→ Exercise: Give back each line of the material that contains the word "marker".

→ Supplied data:

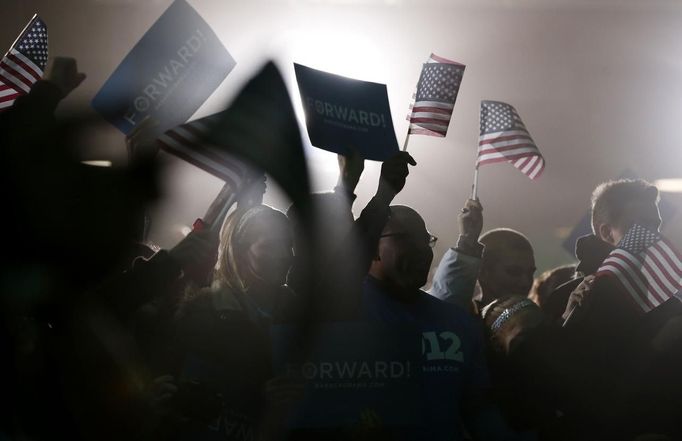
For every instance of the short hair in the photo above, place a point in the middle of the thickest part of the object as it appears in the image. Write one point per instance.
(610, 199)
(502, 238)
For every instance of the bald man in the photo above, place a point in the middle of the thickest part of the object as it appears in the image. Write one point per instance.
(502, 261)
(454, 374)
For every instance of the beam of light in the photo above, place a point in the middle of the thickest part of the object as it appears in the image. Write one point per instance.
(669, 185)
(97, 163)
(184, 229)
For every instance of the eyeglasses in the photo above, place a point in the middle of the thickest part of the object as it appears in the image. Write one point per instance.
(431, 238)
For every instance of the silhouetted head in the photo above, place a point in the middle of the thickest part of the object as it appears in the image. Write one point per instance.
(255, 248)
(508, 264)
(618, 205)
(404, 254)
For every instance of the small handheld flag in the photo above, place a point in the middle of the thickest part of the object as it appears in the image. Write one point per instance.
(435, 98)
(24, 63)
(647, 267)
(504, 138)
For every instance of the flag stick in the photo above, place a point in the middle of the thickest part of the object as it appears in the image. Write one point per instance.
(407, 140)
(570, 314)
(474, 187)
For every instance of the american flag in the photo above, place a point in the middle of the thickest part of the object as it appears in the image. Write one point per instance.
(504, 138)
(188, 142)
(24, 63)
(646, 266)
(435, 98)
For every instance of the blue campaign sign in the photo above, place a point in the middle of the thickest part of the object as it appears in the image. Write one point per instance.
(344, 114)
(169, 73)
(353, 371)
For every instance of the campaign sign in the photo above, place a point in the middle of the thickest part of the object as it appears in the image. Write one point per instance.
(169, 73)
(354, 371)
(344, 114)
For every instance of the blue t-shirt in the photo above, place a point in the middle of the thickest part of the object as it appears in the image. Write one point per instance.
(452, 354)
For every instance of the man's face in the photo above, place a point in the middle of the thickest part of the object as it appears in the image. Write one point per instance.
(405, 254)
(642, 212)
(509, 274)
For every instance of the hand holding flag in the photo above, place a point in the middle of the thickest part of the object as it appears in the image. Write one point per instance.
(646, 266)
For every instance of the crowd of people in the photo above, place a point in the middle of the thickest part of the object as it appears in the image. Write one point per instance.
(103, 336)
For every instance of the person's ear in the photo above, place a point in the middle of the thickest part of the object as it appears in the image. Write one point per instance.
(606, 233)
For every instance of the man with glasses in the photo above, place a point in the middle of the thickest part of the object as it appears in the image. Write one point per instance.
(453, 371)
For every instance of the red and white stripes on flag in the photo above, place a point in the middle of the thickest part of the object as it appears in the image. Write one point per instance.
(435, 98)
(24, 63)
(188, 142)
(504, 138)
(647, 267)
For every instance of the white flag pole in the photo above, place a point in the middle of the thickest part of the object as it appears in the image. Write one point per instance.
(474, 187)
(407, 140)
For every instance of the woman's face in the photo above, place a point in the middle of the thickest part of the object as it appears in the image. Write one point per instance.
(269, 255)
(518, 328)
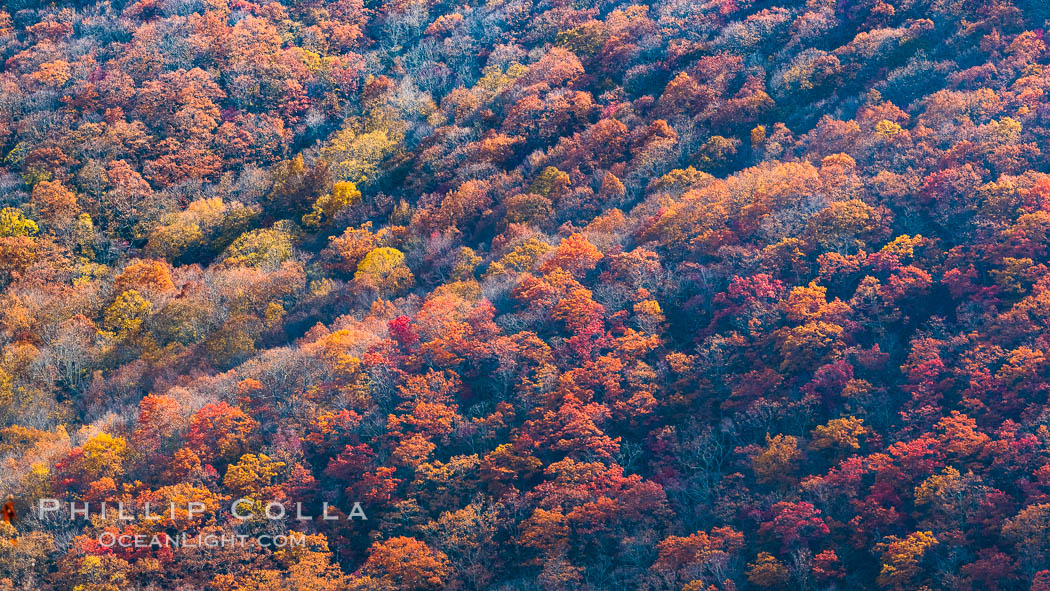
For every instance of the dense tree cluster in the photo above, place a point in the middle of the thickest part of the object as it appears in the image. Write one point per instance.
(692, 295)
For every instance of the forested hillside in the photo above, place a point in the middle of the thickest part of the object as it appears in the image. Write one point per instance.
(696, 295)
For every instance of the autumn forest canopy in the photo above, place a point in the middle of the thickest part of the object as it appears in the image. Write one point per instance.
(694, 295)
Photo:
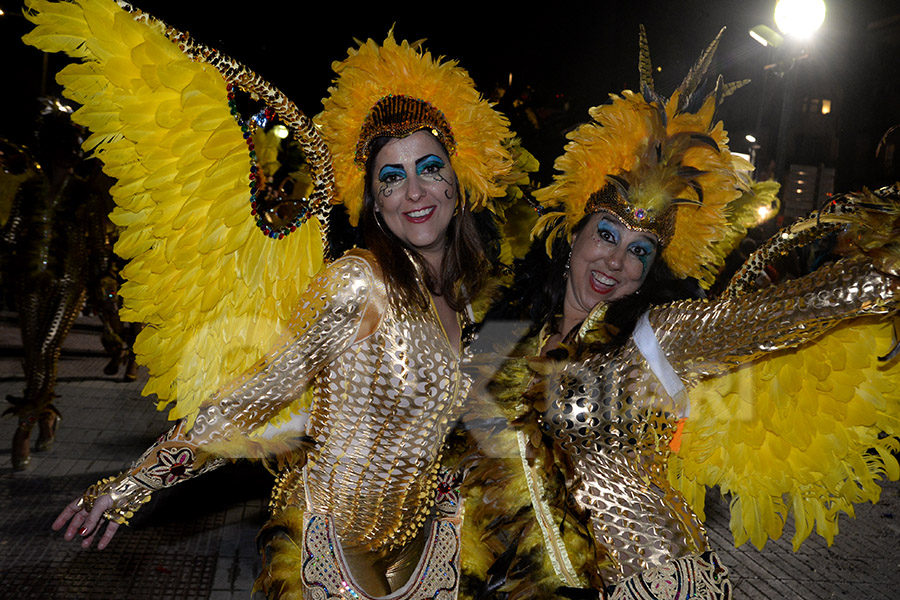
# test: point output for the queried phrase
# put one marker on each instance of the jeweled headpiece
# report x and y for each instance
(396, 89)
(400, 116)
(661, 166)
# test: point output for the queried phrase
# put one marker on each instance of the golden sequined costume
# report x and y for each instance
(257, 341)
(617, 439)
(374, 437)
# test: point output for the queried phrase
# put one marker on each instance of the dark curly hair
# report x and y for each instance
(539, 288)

→ Finished task:
# put one marker on each instance of the jeweled headpiece
# put one marker on each instance of the golden sequined costume
# put one marker on each instance of the dark curly hair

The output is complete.